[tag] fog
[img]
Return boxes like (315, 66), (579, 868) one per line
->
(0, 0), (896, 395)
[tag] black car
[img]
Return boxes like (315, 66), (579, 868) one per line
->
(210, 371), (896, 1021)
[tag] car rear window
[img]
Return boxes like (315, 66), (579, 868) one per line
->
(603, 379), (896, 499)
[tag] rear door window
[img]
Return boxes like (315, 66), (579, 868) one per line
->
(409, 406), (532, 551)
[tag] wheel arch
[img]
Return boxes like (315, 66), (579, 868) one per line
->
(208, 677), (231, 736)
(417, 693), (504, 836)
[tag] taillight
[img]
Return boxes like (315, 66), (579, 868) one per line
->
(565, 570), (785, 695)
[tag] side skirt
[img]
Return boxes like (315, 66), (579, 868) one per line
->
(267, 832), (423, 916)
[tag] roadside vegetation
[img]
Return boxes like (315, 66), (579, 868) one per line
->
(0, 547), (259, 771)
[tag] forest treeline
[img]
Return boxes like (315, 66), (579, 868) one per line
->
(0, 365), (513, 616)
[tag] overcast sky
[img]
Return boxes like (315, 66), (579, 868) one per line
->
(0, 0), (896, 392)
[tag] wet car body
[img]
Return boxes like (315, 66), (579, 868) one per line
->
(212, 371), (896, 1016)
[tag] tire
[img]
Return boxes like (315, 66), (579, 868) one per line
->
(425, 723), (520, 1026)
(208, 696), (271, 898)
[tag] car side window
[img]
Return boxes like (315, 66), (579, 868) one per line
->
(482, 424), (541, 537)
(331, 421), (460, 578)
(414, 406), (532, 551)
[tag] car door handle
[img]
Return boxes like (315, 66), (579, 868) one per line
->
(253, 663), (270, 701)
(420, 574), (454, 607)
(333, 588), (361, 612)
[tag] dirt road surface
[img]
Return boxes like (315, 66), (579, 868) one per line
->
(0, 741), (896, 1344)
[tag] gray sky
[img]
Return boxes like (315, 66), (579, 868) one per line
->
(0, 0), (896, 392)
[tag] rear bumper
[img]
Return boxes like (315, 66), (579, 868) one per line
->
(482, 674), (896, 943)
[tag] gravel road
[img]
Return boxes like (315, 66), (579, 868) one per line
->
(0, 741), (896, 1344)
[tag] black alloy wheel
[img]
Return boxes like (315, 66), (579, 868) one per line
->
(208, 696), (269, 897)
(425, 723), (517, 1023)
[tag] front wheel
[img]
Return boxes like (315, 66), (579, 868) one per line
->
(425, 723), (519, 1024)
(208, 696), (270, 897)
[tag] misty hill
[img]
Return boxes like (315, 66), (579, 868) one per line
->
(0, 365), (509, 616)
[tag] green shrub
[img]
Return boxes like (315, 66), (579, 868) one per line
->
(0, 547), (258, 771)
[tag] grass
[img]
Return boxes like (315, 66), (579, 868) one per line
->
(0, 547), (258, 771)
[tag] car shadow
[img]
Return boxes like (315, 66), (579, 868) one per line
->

· · · · · · ·

# TASK TO COMPLETE
Please write out all the records again, replacing "one per line" with "each on its own line" wherever it appears and keeping every other line unchanged.

# REPLY
[tag] fog
[img]
Return boxes like (315, 66), (579, 868) each on its own line
->
(0, 0), (896, 395)
[tag] black car
[img]
Return boxes like (315, 66), (579, 868) each on its own line
->
(210, 371), (896, 1021)
[tag] car rear window
[img]
Return boxes like (315, 66), (579, 868) each on its own line
->
(603, 379), (896, 499)
[tag] rear door window
[img]
Return boxes like (315, 66), (579, 868) each on its own line
->
(409, 406), (532, 551)
[tag] wheel arch
[img]
Return boxes like (315, 66), (579, 868) each on its own line
->
(208, 677), (231, 736)
(417, 693), (504, 836)
[tag] taillight
[img]
Return boxes like (315, 66), (579, 868) each on its own line
->
(565, 570), (785, 695)
[tag] side skirt
[img]
Return boxes like (315, 66), (579, 868) each on its own line
->
(267, 832), (423, 916)
[tag] roadside vegetation
[img]
Return boxes like (315, 66), (579, 868) each on its own line
->
(0, 547), (259, 771)
[tag] forest treeline
[img]
Return boxes like (315, 66), (579, 868) each on its own line
->
(0, 365), (513, 616)
[tag] overcast sky
[img]
Return boxes like (315, 66), (579, 868) each on its own line
->
(0, 0), (896, 392)
[tag] wet car body
[img]
Return boxes like (315, 66), (579, 868) each on its own line
->
(212, 371), (896, 1016)
[tag] tire
[img]
Return boxes like (315, 66), (579, 868) each on its own line
->
(425, 723), (520, 1026)
(208, 696), (271, 898)
[tag] car side window
[img]
Return boxes like (315, 66), (579, 868) each on its own line
->
(482, 424), (541, 537)
(331, 421), (460, 578)
(414, 406), (532, 551)
[tag] car door handle
[img]
Return boxes like (315, 66), (579, 868) each on its own line
->
(253, 663), (270, 701)
(420, 574), (454, 607)
(333, 588), (361, 612)
[tag] dirt road surface
[img]
Return boxes like (315, 66), (579, 868) each on its own line
->
(0, 741), (896, 1344)
[tag] gray sky
[img]
Return boxes like (315, 66), (579, 868) each on its own line
->
(0, 0), (896, 392)
[tag] rear bumper
[img]
Return boxes like (315, 66), (579, 868) each on its own line
->
(482, 674), (896, 943)
[tag] gravel road
[img]
Return boxes like (315, 66), (579, 868) each on its own line
->
(0, 741), (896, 1344)
[tag] black alloy wheel
[img]
Return boxes like (315, 66), (579, 868) each on its own line
->
(208, 696), (269, 897)
(425, 723), (517, 1023)
[tag] front wheel
[img]
Return boxes like (315, 66), (579, 868) each on its own line
->
(425, 723), (519, 1024)
(208, 696), (270, 897)
[tag] misty hill
[img]
Return boxes like (315, 66), (579, 868) each on its own line
->
(0, 365), (509, 616)
[tag] green shrub
[img]
Return boxes like (315, 66), (579, 868) each on its own line
->
(0, 547), (258, 771)
[tag] grass
[img]
Return boxes like (315, 66), (579, 868) each on its own line
->
(0, 547), (258, 771)
[tag] car shadow
[img]
Return boxes like (315, 66), (579, 868) each on its own line
->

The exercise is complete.